WRITTEN EXERCISE >> Recast the items below as a JSON list of strings with one string per line, omitting blank lines and leaving the pictures out.

EXTRACTED MATERIAL >>
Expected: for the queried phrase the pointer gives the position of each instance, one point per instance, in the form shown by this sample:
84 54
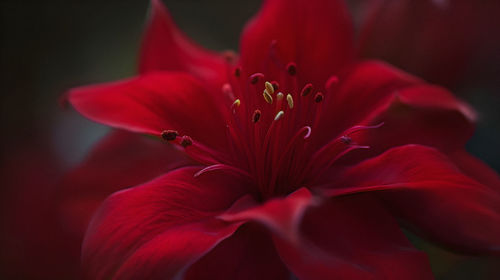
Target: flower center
269 128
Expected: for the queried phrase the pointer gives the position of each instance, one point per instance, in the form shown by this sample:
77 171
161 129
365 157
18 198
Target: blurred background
48 47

TASK RESPONSE >>
[
  "Expected: for the queried phrase the pointer gives the position of each instance, one point per instance, in the form shown by this sample:",
  "84 54",
  "Target: flower center",
  "269 128",
  "Expected: for the queried phrase the pointer gives the position of each instance, one point per instance, in the form shown by this sample:",
  "77 171",
  "161 129",
  "365 157",
  "18 198",
  "Target: blurred background",
  "48 47"
]